Analytical methods: revise your economics and your maths; balance sheets, functions, probabilities and equations will just pop up from under every stone on this path.
Political systems: political players, constitutional orders and partisan orders
Monetary policy: money and monetary systems; the institutional frame for the supply of money; central banks and commercial banks; stability of the monetary system; interest rates; expansionary, restrictive, and neutral monetary policy; exchange rate and the Mundell – Fleming model.
Fiscal policy: the impact of public expenditures and taxes on the economy; the public sector, its internal structure, and its financing; the budget of the government; the distinction between the primary and the structural fiscal balance; automatic stabilizers; public debt and its financing; expansionary, restrictive, and neutral fiscal policy.
Institutional policy: the way governments can use law to influence business and markets; restrictive and liberal legal regimes;
You graduate this course with an essay, of at least 2500 words, which will demonstrate your grasp of the theory I have just specified here-above. As this is an integrative course, you will have to use many resources. There are few textbooks about economic policy in general, and so you are the most likely to compile a small library of your own. Online resources are just fine. I will use this blog to update you, from my part. This course is very much like the work of a journalist: I expect you to get s*** done rather than just learn theory. Do your homework and do your research, write your essay, send it to me via email, improve it according to my remarks, and get rid of me before the exam session comes in winter: this is the drift to follow.
This is all, folks. See you all in class.

▶ **YOUR OBJECTIVE**
Copy the course description word for word, starting at "Fiscal policy: the" and ending at "neutral fiscal policy.". The listing that comes next is not needed for anything here.

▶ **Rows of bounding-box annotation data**
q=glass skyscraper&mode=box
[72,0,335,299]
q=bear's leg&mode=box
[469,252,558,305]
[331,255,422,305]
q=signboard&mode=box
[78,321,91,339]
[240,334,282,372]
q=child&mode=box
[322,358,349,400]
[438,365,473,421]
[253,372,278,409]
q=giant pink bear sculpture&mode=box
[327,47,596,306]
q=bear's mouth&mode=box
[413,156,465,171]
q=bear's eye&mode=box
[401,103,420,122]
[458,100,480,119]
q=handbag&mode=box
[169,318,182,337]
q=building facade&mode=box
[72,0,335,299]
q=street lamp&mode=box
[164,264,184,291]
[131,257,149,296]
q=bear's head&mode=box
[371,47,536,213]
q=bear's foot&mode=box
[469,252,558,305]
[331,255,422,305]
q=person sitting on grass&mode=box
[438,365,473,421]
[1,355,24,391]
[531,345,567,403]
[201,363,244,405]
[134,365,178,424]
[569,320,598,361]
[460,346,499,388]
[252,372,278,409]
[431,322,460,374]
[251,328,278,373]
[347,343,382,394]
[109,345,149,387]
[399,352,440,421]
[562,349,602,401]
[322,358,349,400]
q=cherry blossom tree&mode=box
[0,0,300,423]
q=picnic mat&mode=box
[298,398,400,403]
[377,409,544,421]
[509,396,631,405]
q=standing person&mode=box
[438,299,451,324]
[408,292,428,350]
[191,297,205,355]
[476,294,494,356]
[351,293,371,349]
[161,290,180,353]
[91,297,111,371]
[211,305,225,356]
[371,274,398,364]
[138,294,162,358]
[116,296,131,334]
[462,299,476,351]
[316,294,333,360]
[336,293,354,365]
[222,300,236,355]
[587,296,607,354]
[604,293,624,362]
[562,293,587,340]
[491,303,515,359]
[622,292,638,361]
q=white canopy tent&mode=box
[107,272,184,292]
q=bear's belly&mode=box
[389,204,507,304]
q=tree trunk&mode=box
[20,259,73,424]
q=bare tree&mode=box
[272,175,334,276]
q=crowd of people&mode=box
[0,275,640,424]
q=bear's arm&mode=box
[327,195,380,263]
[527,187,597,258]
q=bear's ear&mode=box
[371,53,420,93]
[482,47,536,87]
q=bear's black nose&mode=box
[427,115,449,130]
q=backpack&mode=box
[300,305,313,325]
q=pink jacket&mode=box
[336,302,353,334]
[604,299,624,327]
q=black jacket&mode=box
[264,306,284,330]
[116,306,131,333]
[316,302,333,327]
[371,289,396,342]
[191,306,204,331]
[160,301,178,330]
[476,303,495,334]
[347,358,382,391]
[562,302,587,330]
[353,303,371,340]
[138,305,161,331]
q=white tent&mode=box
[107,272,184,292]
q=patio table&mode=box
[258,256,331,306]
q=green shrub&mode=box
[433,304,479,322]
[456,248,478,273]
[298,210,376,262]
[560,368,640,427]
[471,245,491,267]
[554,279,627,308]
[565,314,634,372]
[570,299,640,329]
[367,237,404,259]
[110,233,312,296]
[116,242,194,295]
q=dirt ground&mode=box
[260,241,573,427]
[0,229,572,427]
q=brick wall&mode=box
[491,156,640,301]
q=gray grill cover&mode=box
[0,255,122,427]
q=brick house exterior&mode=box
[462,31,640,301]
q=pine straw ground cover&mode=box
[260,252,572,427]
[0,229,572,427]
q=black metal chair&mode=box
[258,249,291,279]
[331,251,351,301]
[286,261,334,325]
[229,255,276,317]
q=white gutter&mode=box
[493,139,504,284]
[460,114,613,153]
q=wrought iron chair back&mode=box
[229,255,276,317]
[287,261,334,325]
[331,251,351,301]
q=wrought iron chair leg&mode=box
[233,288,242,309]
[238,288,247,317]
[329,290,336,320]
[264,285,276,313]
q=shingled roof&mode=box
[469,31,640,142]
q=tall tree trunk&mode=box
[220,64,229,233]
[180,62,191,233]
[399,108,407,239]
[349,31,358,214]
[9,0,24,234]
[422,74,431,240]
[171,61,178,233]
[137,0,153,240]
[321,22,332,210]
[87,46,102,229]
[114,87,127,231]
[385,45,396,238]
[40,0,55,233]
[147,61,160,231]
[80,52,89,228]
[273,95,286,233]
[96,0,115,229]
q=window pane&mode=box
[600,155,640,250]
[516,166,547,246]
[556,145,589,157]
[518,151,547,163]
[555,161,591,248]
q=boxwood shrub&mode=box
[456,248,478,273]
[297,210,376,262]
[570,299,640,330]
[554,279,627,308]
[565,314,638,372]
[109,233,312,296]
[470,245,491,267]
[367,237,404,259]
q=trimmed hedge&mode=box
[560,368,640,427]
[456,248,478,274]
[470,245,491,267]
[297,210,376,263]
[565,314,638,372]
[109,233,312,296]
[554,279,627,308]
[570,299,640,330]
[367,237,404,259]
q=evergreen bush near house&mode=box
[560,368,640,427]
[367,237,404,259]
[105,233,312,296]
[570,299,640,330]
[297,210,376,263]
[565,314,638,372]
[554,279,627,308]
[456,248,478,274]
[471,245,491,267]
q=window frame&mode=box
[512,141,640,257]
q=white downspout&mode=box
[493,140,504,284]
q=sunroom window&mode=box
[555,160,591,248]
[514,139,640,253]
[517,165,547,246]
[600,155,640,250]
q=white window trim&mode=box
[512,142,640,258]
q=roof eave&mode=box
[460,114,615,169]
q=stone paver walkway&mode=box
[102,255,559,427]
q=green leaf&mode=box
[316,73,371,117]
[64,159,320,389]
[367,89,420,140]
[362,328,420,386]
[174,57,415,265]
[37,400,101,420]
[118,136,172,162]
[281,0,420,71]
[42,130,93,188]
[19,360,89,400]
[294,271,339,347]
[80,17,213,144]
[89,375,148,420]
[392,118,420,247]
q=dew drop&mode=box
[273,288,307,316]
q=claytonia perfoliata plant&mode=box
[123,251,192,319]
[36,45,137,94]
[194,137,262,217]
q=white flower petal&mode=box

▶ **ANSWER FOR THIS EXERCISE**
Fiscal policy: the impact of public expenditures and taxes on the economy; the public sector, its internal structure, and its financing; the budget of the government; the distinction between the primary and the structural fiscal balance; automatic stabilizers; public debt and its financing; expansionary, restrictive, and neutral fiscal policy.